* **Set of tasks**:
A) Answer these questions using the review of Echo. (i) Who first treats Sauge with rudeness? (ii) What lies behind Malcolm's bravado? (iii) Whose short story does Echo start like?
B) Rewrite the review of Echo from "Echo starts like" up to and including "pantheon of twin-lit.", with "heady" replaced by "dizzying".

* **Selected text**:
But whenever the eternally grateful ‘subject’ showed signs of wanting to stabilize a relationship regarded always by Sauge as temporary, she would quietly slip away, fearful lest a human heart bring her down from the Olympian heights of her disinterestedness.
The arrival of Sauge triggers off all manner of change at the castle, of course. Initially the twins treat her with the rudeness they intend – but Sauge’s unusual, beguiling nature begins to work its effect over the family. This is no Cinderella tale, or even a novel with the enchantment of The Enchanted April – Sauge brings tragedy alongside comedy; and I should reiterate, Echo remains very amusing throughout – Trefusis’ turn of phrase is a delight. But it is not unmitigated…
Through no fault of her own, Sauge is the catalyst for a change in Jean and Malcolm’s interaction with one another, as both become, in their clumsy ways, besotted with their cousin. Behind Jean’s refusal to be thought feminine lies a painful naivety; behind Malcolm’s bravado lies inexperience and immaturity. Running beneath the amusing encounter of the civilised and uncivilised is a much more dramatic, tautly told narrative of a crisis point in a relationship – albeit one between siblings. The early 20s can be an incredibly difficult time to be a twin, and Trefusis paints so perfectly the unspoken struggle that must take place when one is ready to loosen the close bond before the other. Trefusis moves from comic to farce to moving with brio – and all in just over a hundred pages.
Echo starts like a Saki short story, all dark mischief and childish menace, but develops and maintains the fablesque tragedy of the Brothers Grimm, alongside flashes of the vibrant, vulnerable 1920s heroine. It’s a heady, brilliant mixture – and, of course, a further addition to the pantheon of twin-lit.

* **Information given**:

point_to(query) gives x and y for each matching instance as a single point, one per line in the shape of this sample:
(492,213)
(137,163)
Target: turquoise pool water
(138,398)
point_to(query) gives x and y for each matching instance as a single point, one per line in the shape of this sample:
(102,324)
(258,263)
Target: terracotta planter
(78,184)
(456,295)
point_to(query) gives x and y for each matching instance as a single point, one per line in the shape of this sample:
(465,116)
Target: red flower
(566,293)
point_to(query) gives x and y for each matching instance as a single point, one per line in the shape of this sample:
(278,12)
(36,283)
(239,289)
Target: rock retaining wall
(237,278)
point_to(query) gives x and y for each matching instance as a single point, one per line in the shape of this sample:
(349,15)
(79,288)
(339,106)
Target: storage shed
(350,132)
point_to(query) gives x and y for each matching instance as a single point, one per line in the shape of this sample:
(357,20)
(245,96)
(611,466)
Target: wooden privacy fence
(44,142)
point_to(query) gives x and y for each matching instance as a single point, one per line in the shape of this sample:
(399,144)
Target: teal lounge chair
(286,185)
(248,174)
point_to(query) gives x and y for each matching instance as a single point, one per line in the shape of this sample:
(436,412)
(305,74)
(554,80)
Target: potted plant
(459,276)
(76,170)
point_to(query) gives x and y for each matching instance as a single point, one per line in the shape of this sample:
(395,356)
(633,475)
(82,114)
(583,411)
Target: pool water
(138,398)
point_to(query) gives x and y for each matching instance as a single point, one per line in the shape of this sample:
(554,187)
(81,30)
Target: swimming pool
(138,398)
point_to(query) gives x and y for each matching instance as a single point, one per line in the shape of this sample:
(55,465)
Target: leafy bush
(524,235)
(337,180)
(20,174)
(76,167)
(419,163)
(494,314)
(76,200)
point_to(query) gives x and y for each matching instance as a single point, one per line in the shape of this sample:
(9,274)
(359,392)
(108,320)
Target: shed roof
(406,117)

* **Answers**:
A)
(i) The twins.
(ii) Inexperience and immaturity.
(iii) Saki's.

B)
Echo starts like a Saki short story, all dark mischief and childish menace, but develops and maintains the fablesque tragedy of the Brothers Grimm, alongside flashes of the vibrant, vulnerable 1920s heroine. It’s a dizzying, brilliant mixture – and, of course, a further addition to the pantheon of twin-lit.